Data —
----------
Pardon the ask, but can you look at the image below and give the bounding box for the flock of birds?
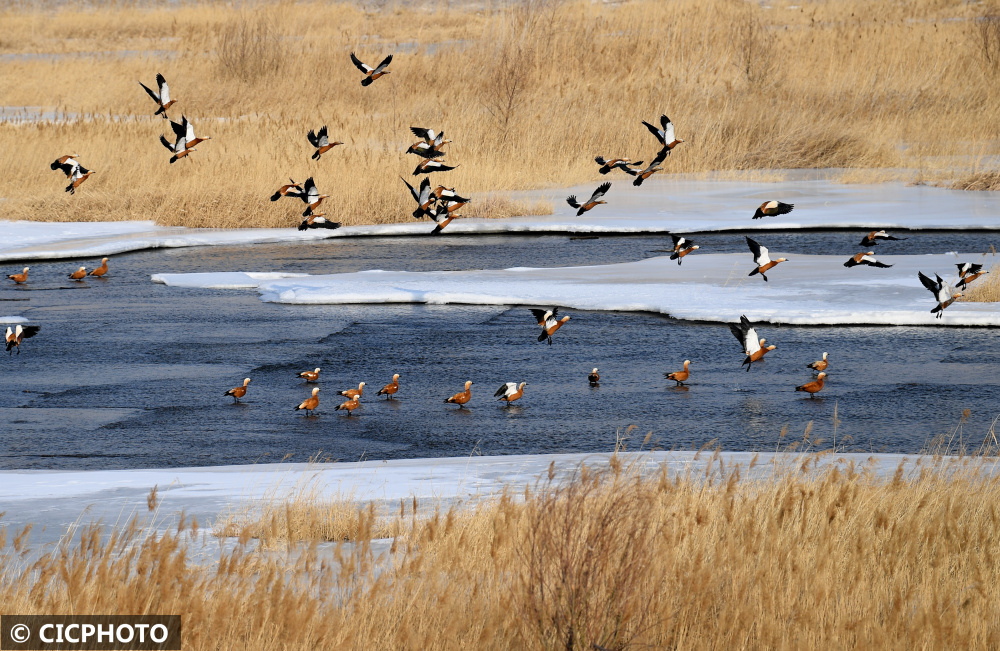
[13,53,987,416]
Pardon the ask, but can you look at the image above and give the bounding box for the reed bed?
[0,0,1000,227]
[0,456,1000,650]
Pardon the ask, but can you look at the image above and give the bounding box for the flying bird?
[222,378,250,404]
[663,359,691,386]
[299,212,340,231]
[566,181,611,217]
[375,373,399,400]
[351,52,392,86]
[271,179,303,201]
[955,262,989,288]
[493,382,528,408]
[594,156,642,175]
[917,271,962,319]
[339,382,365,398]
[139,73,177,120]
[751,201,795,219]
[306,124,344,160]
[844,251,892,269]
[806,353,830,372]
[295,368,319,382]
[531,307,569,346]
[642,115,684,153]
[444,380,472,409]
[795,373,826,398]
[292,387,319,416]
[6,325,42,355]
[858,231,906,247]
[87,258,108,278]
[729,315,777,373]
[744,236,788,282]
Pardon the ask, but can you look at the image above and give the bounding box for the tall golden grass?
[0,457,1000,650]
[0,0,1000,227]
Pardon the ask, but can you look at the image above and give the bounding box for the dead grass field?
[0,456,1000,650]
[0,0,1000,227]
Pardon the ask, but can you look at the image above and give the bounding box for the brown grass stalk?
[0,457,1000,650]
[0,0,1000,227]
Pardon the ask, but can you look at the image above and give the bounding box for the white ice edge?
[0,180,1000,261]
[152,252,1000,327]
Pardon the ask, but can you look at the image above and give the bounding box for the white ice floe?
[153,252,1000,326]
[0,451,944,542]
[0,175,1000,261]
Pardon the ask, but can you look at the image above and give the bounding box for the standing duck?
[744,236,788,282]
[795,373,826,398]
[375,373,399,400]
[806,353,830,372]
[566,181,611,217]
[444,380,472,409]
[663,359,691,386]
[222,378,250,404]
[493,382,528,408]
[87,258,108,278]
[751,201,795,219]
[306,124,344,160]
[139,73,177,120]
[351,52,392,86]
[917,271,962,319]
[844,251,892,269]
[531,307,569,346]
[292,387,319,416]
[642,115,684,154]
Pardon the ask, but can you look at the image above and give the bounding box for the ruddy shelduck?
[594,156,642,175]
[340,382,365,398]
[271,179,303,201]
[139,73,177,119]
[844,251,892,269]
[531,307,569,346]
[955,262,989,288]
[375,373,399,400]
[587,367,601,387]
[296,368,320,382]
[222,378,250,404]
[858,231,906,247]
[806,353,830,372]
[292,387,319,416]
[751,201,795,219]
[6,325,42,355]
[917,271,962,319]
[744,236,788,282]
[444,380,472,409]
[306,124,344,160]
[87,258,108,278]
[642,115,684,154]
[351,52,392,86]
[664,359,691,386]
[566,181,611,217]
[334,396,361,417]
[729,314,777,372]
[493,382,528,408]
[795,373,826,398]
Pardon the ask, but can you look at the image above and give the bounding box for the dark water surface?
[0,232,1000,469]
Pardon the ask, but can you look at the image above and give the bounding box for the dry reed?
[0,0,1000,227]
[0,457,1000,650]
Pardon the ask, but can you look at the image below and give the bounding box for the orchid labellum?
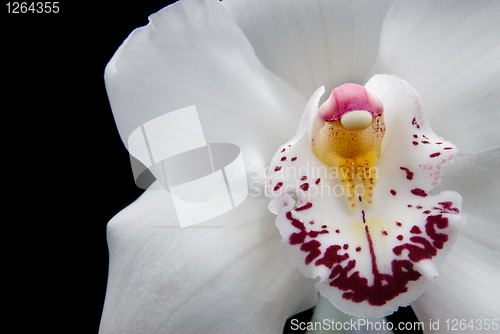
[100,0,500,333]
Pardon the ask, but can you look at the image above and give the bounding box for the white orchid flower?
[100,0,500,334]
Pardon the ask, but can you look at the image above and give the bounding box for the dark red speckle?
----------
What the exercise asks — Could you reproduce the material above from the line containing "dark water surface?", that line included, down through its very last line, requests and all, with every bounding box coordinate scaled by 0.2 and rounded to whole numbers, halves rounding up? Leave out the pictures.

Exercise solution —
Pardon the ask, but can you look at the image above and give the bounding box for the dark water surface?
[0,46,200,94]
Pardon the ask, but can you look at the image above and give the bounding box for the dry reed?
[0,0,200,45]
[0,91,200,130]
Pardon the ask, but can you look at the image below and give the bounding box for the orchid labellum?
[20,0,100,67]
Pardon the ask, but can you look at the image above and give the bounding box for the white orchid flower?
[20,0,100,67]
Pardon the ask, but can you look at the image above and give the bounding box for the dark red speckle?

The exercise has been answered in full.